BEGIN DATA PROVIDED

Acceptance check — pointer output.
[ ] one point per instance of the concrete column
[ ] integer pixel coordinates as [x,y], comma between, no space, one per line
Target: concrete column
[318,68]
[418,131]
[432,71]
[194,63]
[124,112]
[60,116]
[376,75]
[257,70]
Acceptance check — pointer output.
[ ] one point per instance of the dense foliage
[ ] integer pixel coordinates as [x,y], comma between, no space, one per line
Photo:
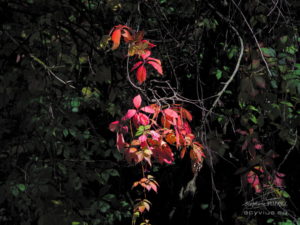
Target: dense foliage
[234,66]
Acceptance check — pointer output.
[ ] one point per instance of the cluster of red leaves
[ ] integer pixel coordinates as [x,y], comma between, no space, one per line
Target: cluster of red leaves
[158,131]
[151,133]
[136,46]
[258,178]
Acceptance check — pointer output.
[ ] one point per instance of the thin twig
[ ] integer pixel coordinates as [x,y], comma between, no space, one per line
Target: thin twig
[254,37]
[233,74]
[50,71]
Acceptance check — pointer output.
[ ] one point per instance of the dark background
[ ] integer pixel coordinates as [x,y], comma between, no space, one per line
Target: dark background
[58,160]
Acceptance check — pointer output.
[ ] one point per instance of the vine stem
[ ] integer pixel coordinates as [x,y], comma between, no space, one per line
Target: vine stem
[237,66]
[254,37]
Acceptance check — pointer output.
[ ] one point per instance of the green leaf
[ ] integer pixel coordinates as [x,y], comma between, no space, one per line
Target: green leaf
[284,39]
[75,103]
[21,187]
[253,108]
[285,194]
[86,134]
[253,118]
[218,74]
[65,132]
[75,223]
[75,109]
[86,92]
[268,52]
[204,206]
[287,103]
[291,49]
[113,172]
[15,191]
[103,206]
[73,132]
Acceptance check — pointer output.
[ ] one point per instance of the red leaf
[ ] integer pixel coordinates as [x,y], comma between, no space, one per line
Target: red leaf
[242,132]
[187,114]
[278,181]
[258,146]
[136,65]
[137,101]
[144,120]
[148,109]
[163,154]
[150,45]
[127,36]
[130,113]
[141,74]
[146,54]
[113,126]
[120,141]
[153,186]
[171,113]
[115,37]
[156,65]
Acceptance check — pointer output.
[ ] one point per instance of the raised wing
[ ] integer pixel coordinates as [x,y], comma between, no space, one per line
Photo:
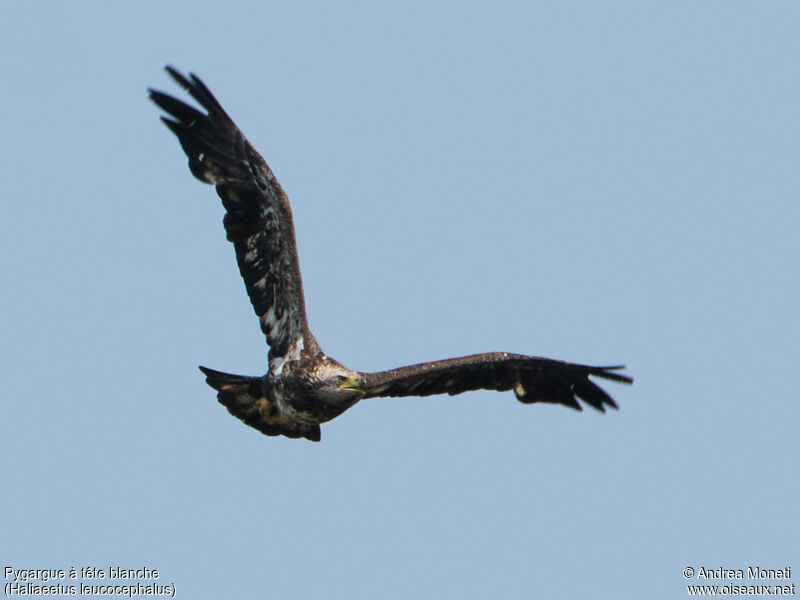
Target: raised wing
[258,219]
[531,378]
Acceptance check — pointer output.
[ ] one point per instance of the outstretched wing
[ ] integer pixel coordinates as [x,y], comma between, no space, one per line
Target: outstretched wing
[258,219]
[533,379]
[244,398]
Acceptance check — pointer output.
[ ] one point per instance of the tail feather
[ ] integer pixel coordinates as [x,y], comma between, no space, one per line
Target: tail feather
[244,398]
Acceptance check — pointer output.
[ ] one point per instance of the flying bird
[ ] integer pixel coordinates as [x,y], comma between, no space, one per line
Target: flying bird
[303,387]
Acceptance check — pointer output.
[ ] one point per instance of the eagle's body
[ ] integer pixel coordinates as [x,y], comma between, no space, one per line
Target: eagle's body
[303,387]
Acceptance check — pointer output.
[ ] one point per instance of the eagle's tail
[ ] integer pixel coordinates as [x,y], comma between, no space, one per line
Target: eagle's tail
[244,398]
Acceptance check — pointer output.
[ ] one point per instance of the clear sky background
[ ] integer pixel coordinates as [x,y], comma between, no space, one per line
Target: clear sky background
[601,182]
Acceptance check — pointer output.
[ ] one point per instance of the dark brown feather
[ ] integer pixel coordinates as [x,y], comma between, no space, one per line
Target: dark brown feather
[258,219]
[533,379]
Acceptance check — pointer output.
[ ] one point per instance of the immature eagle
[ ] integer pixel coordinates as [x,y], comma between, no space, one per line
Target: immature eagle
[303,387]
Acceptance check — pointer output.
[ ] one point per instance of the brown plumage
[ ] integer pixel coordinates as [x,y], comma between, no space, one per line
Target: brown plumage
[303,387]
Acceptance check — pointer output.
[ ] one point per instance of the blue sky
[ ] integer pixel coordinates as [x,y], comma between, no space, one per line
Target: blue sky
[596,182]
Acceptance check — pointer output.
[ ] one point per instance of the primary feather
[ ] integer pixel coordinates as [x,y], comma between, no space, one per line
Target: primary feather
[302,386]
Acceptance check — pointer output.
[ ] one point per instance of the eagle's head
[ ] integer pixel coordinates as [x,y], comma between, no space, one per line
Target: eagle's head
[335,384]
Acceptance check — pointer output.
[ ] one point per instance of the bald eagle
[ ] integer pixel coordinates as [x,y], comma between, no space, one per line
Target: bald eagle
[303,387]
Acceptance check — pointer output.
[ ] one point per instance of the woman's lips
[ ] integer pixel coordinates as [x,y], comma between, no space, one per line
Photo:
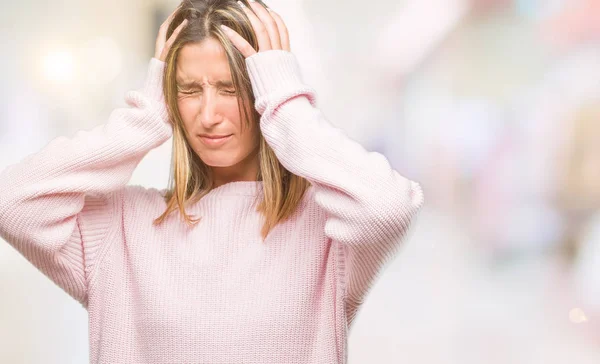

END DATA PROVIDED

* _WORK TO COMPLETE_
Leaving the pictures out, output all of the listing exactly.

* _ANSWER TO THIS EXERCISE_
Acceptance check — pointer output.
[ ] one point per instance of the concrete column
[ ] integer pixel coordinates as [x,y], comma between, no space, one per line
Target: concrete column
[318,68]
[418,131]
[432,71]
[194,63]
[124,112]
[60,116]
[376,75]
[257,70]
Acceptance check — pointer output.
[ ] one point per instance of the dense foliage
[ ] integer pixel coordinates as [x,y], comma between, no space, one per line
Photo:
Target: dense foliage
[234,66]
Acceptance check — pointer output.
[ ] one point per instance of the cluster of red leaves
[ ] integer pixel coordinates as [x,y], comma between, no space, one per line
Target: cluster of red leaves
[158,131]
[151,133]
[136,46]
[258,178]
Acceptance check — pointer output.
[ ] one point per instance of the thin twig
[ ] integer pixel coordinates as [x,y], comma between, no space, one per line
Target: thin twig
[254,37]
[233,74]
[50,71]
Acceptance check — pointer output.
[ ] one point per instance of the dark background
[ ] integer pixel coordinates as [x,y], comma between, no space, one per line
Target: dark background
[58,160]
Acceptance check — pointer output.
[ ] one point per instance of the vine stem
[ ] integer pixel coordinates as [x,y], comma between, no space, one per line
Target: vine stem
[237,66]
[254,37]
Acceptance check — pointer output.
[ ] one point per instance of the green leaf
[ ] integer pixel coordinates as [x,y], comma between, no space, one per line
Target: green leaf
[284,39]
[75,103]
[21,187]
[253,108]
[285,194]
[86,134]
[253,118]
[218,74]
[65,132]
[75,223]
[75,109]
[86,92]
[268,52]
[204,206]
[287,103]
[291,49]
[113,172]
[15,191]
[103,206]
[73,132]
Acceptance check — pointer output.
[ ] one point per instance of the red leaf
[ ] integer pixel coordinates as [x,y], comma between, no space, one per line
Target: red leaf
[242,132]
[187,114]
[278,181]
[258,146]
[136,65]
[137,101]
[144,120]
[148,109]
[163,154]
[150,45]
[127,36]
[130,113]
[141,74]
[146,54]
[113,126]
[120,141]
[153,186]
[171,113]
[115,37]
[156,65]
Acceptance check — pointer output.
[ ] one point per instance of the raised wing
[ ] integer pixel coordinates as [x,y], comma between, no space, one per line
Photo:
Target: raised wing
[258,219]
[531,378]
Acceptance check — pointer output.
[ ] one point per instance of the outstretched wing
[ ] integer pixel coordinates as [x,y], comma between, no space, one per line
Target: outstretched wing
[258,219]
[533,379]
[244,398]
Acceptance check — pointer output.
[ ] one point per instance of the tail feather
[ ] integer pixel coordinates as [x,y], comma between, no space, one per line
Target: tail feather
[244,398]
Acceptance check — pointer output.
[ ] one point per instance of the flying bird
[ ] integer pixel coordinates as [x,y], comma between, no space, one per line
Target: flying bird
[303,387]
Acceptance check — pointer output.
[ ] one point per instance of the eagle's body
[ ] integer pixel coordinates as [x,y], comma between, no space, one per line
Target: eagle's body
[303,387]
Acceptance check — pointer output.
[ ] one point per instance of the eagle's tail
[ ] integer pixel coordinates as [x,y], comma between, no space, one per line
Target: eagle's tail
[244,398]
Acceptance check — pointer output.
[ ] one point per instance of the clear sky background
[ ] integer pixel coordinates as [x,y], comma between, no space, one per line
Target: clear sky background
[601,182]
Acceptance check — pointer output.
[ ] one point per instance of the dark brown feather
[ ] integer pixel coordinates as [x,y], comma between, no space, one per line
Target: dark brown feather
[258,219]
[533,379]
Acceptance check — pointer output.
[ ] one point per instance of the immature eagle
[ ] integer pixel coordinates as [x,y], comma between, no space, one per line
Target: immature eagle
[303,387]
Acceptance check — pointer output.
[ ] one point per instance of the brown plumage
[ ] integer pixel coordinates as [x,y], comma between, no space, one per line
Target: brown plumage
[303,387]
Acceptance check — pointer output.
[ ] one point per instance of the blue sky
[ ] integer pixel coordinates as [x,y], comma between, no space, one per line
Target: blue sky
[596,182]
Acceptance check — pointer output.
[ ] one point per instance of the primary feather
[ ] integer pixel coordinates as [x,y], comma between, no space, one per line
Target: primary feather
[302,386]
Acceptance check — pointer output.
[ ] one point per instance of the eagle's head
[ ] integer pixel coordinates as [x,y], comma between, no space, one per line
Target: eagle's head
[335,384]
Acceptance check — pointer output.
[ ] one point per instance of the bald eagle
[ ] integer pixel coordinates as [x,y], comma between, no space, one per line
Target: bald eagle
[303,387]
Acceptance check — pointer output.
[ ] one point per instance of the woman's lips
[ ] integer pixel coordinates as [x,y], comma between, no space, one per line
Photo:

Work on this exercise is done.